Stated problem:
State how many of the lines below contain the string "logo", giving only the number.

Stored records:
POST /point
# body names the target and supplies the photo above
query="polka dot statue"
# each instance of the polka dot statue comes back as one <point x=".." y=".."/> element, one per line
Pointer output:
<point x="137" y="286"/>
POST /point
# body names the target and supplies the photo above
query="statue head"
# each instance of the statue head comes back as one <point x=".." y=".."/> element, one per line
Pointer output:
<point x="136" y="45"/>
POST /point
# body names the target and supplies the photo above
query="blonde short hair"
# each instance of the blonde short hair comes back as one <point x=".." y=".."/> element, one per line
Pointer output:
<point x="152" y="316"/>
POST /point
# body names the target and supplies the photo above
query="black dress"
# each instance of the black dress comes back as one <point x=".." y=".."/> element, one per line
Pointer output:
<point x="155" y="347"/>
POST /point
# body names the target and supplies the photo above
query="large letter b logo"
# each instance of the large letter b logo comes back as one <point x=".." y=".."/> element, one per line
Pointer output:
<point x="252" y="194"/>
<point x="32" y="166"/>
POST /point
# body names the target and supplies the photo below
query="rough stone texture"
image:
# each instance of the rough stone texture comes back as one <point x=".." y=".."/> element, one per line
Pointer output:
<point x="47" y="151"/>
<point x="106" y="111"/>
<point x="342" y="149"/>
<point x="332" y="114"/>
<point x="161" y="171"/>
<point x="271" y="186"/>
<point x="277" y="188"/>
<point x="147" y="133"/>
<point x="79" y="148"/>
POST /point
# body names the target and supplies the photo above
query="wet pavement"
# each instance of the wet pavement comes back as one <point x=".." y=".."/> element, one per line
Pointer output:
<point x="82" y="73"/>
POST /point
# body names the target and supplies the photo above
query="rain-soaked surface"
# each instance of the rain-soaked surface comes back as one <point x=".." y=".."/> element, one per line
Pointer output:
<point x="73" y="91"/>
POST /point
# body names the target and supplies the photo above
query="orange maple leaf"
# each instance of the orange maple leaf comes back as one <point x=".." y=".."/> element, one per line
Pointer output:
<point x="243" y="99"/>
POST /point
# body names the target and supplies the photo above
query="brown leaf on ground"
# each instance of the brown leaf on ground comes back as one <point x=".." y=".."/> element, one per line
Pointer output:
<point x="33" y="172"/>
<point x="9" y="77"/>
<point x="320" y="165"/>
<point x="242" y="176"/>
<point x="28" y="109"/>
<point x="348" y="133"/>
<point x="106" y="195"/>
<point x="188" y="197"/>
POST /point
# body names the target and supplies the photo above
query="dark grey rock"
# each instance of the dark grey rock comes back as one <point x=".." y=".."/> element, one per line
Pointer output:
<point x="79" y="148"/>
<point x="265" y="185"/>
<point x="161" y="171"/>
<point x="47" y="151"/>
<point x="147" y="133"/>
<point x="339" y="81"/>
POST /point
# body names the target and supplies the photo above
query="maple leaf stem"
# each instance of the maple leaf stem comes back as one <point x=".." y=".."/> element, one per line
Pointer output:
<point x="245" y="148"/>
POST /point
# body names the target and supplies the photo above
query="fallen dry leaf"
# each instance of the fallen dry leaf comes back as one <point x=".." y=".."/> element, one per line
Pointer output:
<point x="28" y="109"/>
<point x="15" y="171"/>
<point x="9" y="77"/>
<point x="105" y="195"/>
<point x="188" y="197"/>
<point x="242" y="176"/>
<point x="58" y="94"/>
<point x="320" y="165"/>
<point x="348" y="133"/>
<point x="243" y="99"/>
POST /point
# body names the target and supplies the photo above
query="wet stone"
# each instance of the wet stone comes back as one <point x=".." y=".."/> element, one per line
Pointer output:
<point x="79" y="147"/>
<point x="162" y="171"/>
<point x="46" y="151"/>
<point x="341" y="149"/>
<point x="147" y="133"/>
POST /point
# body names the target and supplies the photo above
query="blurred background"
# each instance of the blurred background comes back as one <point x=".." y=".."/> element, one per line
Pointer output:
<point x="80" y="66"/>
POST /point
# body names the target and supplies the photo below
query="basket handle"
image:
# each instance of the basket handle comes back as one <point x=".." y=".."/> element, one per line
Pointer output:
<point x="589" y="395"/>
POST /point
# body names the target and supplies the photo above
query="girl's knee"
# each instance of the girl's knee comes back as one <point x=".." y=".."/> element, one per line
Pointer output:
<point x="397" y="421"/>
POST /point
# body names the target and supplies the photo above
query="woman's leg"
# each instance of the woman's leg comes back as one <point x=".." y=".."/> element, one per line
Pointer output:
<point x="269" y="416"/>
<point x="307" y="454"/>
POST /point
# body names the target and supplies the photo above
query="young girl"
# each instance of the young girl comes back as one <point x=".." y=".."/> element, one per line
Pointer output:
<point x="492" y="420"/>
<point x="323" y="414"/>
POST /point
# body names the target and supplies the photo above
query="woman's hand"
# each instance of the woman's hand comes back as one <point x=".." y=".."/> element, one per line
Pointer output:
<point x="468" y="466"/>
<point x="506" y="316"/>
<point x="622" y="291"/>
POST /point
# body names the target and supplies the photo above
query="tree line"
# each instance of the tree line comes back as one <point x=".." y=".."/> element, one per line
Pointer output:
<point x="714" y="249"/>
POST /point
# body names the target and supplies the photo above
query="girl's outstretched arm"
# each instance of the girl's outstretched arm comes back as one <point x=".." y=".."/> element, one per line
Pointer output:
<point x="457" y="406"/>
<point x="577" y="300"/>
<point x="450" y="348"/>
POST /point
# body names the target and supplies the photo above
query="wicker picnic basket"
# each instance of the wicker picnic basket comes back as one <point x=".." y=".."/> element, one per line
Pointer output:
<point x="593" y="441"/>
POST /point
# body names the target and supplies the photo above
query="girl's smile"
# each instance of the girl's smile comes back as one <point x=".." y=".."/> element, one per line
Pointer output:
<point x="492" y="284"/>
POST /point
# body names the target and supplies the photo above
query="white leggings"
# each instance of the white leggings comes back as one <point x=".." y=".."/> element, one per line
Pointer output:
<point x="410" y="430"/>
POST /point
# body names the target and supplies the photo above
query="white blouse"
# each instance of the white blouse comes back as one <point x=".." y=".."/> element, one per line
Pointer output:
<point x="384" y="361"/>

Reply:
2